- **Prompt**
Copy every line of the items below verbatim, leaving the pictures out of your answer.

┌────────

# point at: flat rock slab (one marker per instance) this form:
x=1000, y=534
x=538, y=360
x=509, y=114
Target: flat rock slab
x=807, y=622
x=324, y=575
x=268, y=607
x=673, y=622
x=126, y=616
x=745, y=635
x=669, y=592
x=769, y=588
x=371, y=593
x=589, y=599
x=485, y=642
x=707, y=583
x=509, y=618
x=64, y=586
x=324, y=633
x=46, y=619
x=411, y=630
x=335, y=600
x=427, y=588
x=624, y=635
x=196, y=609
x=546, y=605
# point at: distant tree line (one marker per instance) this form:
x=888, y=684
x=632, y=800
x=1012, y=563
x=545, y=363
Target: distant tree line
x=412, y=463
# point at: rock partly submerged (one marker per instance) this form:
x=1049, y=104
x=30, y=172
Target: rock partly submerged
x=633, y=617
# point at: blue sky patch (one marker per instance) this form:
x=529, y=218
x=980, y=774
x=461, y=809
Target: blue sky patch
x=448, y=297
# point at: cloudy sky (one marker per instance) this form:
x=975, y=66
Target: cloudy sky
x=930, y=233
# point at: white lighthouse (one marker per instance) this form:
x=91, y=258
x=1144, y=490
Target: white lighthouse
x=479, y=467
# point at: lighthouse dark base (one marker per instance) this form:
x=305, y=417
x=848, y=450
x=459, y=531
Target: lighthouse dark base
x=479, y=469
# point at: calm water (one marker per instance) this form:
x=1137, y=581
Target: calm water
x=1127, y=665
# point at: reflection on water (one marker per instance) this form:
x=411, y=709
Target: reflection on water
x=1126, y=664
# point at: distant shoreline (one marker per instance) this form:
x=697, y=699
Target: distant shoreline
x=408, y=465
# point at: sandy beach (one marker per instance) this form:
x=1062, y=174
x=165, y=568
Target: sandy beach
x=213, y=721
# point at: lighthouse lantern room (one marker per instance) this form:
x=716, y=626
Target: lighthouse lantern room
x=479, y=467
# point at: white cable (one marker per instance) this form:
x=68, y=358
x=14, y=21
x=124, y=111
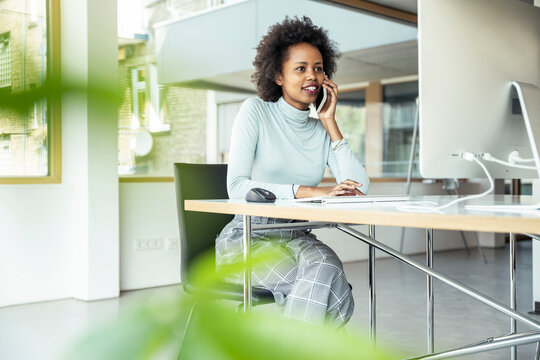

└────────

- **Result for this task**
# point at: flat rock slab (one marker per instance) this form:
x=1000, y=534
x=538, y=360
x=509, y=114
Target: flat rock slab
x=807, y=622
x=324, y=575
x=268, y=607
x=673, y=622
x=126, y=616
x=745, y=635
x=669, y=592
x=769, y=588
x=371, y=593
x=589, y=599
x=485, y=642
x=707, y=583
x=509, y=618
x=64, y=586
x=324, y=633
x=46, y=619
x=411, y=630
x=335, y=600
x=427, y=588
x=624, y=635
x=196, y=609
x=546, y=605
# point at: distant tree line (one marker per instance) this form:
x=888, y=684
x=632, y=800
x=1012, y=563
x=545, y=363
Target: distant tree line
x=412, y=463
# point at: rock partly submerged (one marker per instance) this form:
x=1049, y=104
x=30, y=172
Target: rock partly submerged
x=633, y=617
# point at: blue sky patch (one marker per instance) this form:
x=529, y=218
x=980, y=774
x=461, y=809
Target: blue sky patch
x=448, y=297
# point at: cloudy sky (one marker per instance) this form:
x=975, y=66
Target: cloudy sky
x=930, y=233
# point at: white lighthouse (one marker per instance) this form:
x=91, y=258
x=1144, y=490
Target: white lighthouse
x=479, y=467
# point at: lighthouse dark base (one marker per instance) this form:
x=305, y=417
x=848, y=450
x=459, y=531
Target: lighthouse dark base
x=479, y=469
# point at: calm water (one marker per instance) this form:
x=1137, y=581
Target: calm water
x=1127, y=665
# point at: reflection on water (one marker per instance) this form:
x=411, y=709
Target: reflection on water
x=1126, y=664
# point at: distant shoreline (one marker per instance) this form:
x=697, y=699
Target: distant shoreline
x=408, y=465
# point at: sandy beach (one marker per instance) this form:
x=1062, y=174
x=165, y=568
Target: sandy beach
x=213, y=721
# point at: lighthouse lantern room (one marker per instance) this form:
x=716, y=626
Target: lighthouse lantern room
x=479, y=467
# point at: white cable (one marker per instance) this form:
x=68, y=358
x=14, y=21
x=124, y=111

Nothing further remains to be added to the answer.